◆ CHALLENGE 1
Extract the passage of the Bioclusters post from "On 30 Jan 2006, at" to "of flat topology.", copying it word for word.
◆ CHALLENGE 2
Answer these questions from the Bioclusters post:
(a) Which file system does the earlier message say is in use?
(b) For EST projects, roughly how many files per directory did the directory trees aim to stay below?
(c) Which checksum of the filename is used to build the directory structure in the hashing examples?
◆ CHALLENGE 3
Carry on the Bioclusters post from the point where it stops.

◆ DOCUMENT PASSAGE
----------

[Bioclusters] SGE array job produces too many files and concatenation is slow

Tue Jan 31 07:18:12 EST 2006

On 30 Jan 2006, at 7:20 pm, Christopher Dwan wrote:

>>> Also, when our file systems have more than a few thousand files  
>>> in one directory things slow down tremendously, and it becomes  
>>> impossible to
>>> even ls the directory.  It also can crash our file servers.  We  
>>> are using NFS.
>
> I've seen this too.  It's a real pain.  Again, the answer is to  
> find the limits of your system and batch things up so as to work  
> around them.  When dealing with EST projects, we would make  
> directory trees such that we could get below about 1,000 files per  
> directory.  It added complexity, but yielded a working system.   
> Most filesystems just don't stand up that sort of flat topology.   
> Besides, once you conquer that, there is an endless pit of trivia  
> behind it, starting with "too many arguments on the command line"  
> for all your favorite shell tools.
>
> Watch your inode counts.

That's a really significant issue, even if you use the sort of  
directory hashing that Chris is suggesting (and it's easy code to  
write - I have compatible examples in Bourne shell script and perl  
which use the MD5 checksum of the filename to create a directory  
structure two or three levels deep which can easily handle millions  
of files - your filesystem and/or backups will break first)

----------

(Stored records)
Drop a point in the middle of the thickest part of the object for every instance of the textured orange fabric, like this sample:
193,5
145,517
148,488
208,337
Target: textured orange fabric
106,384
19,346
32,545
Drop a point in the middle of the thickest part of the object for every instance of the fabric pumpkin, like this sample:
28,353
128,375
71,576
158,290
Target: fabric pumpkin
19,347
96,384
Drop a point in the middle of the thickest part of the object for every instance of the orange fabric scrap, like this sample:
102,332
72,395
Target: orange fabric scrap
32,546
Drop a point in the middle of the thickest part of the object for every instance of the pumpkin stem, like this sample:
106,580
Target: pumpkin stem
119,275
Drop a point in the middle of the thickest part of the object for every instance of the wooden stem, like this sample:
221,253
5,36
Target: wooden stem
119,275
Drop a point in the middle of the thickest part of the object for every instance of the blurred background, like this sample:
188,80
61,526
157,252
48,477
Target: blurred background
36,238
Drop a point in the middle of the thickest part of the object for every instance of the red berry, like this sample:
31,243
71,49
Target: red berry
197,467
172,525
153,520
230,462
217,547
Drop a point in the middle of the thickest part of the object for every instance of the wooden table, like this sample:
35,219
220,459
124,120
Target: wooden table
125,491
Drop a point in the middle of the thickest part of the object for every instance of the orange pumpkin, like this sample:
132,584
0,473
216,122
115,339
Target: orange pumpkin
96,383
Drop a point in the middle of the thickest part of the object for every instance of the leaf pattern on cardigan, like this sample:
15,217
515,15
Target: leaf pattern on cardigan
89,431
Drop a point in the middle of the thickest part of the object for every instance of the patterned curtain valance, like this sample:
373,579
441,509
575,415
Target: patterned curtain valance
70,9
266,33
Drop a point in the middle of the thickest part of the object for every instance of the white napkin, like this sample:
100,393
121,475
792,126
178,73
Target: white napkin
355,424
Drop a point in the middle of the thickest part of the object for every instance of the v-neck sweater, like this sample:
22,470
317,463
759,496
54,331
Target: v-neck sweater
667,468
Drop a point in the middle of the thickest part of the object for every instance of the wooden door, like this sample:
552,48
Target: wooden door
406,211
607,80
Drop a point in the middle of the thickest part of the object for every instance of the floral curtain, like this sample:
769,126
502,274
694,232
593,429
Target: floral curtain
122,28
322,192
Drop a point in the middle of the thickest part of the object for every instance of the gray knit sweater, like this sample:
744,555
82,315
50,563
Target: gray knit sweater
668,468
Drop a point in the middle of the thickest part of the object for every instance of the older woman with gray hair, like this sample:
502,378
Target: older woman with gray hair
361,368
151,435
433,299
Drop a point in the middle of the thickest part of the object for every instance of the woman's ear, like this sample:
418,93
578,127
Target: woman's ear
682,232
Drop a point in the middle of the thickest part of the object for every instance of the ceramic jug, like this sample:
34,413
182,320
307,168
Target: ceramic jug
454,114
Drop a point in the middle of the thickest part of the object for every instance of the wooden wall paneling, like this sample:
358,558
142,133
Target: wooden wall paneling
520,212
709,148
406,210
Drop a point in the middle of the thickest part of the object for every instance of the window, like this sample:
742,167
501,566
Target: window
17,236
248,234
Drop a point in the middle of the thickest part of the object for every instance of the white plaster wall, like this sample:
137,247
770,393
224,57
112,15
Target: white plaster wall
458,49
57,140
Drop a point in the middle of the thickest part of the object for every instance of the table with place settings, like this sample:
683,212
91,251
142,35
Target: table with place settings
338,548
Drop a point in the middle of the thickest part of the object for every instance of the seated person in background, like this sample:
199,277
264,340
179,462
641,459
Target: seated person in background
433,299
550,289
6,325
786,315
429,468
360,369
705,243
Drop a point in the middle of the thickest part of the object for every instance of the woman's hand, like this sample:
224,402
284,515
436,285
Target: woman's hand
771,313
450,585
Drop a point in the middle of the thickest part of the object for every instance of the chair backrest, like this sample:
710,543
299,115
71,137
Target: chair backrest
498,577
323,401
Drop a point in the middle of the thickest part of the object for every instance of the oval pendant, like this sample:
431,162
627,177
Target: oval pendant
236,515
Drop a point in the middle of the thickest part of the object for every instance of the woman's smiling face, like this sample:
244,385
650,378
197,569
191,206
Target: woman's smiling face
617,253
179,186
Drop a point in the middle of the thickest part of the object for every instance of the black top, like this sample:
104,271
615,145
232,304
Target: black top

----------

◆ EXERCISE ANSWER 1
On 30 Jan 2006, at 7:20 pm, Christopher Dwan wrote:

>>> Also, when our file systems have more than a few thousand files  
>>> in one directory things slow down tremendously, and it becomes  
>>> impossible to
>>> even ls the directory.  It also can crash our file servers.  We  
>>> are using NFS.
>
> I've seen this too.  It's a real pain.  Again, the answer is to  
> find the limits of your system and batch things up so as to work  
> around them.  When dealing with EST projects, we would make  
> directory trees such that we could get below about 1,000 files per  
> directory.  It added complexity, but yielded a working system.   
> Most filesystems just don't stand up that sort of flat topology.

◆ EXERCISE ANSWER 2
(a) NFS
(b) About 1,000
(c) The MD5 checksum

◆ EXERCISE ANSWER 3
Once inode counts get huge, you will find that your backups take  
forever, and may even fail completely.

You may want to consider making the jobs completely silent, and  
storing the results in a database instead.  This is just moving the  
contention somewhere else, but database systems, if designed well,  
can handle the contention better than filesystems, in my experience.

As Joe and Chris both said, I will third - block up your jobs until  
they run for a significant amount of time.  I always suggest to our  
users to aim for an individual job run time of at least 10 minutes.   
It's not hard to do; even at the most basic level, just create a  
shell script which runs the command repeatedly on 600 input files.   
It won't help the NFS contention, but it will get rid of the  
scheduler overhead to a great extent.

> One behavior that's bitten me more than a couple of times is the  
> fact that NFS servers can be overwhelmed by too many concurrent  
> writes to the same file.  So, one can either write a truly large  
> number of STDERR and STDOUT files, or else risk having jobs die on  
> file write errors.
>
> In theory, this is a bug in NFS, since it should scale  
> "indefinitely."  In reality, even a moderate size compute farm can  
> quickly overwhelm even the most robust filesystem.  (braces for  
> marketing claims to the contrary)

I've seen NFS break spectacularly with as few as 10 simultaneous  
clients.  Admittedly that was about 6 years ago, on the first BLAST  
cluster I ever built.  I learned the "NFS is bad" lesson very  
early.  :-)

>> Have a single process handle appending.  Write the append meta  
>> information into a queue (a database), and have the single process  
>> walk the database. This way you are updating a database and not  
>> dealing with file locking issues.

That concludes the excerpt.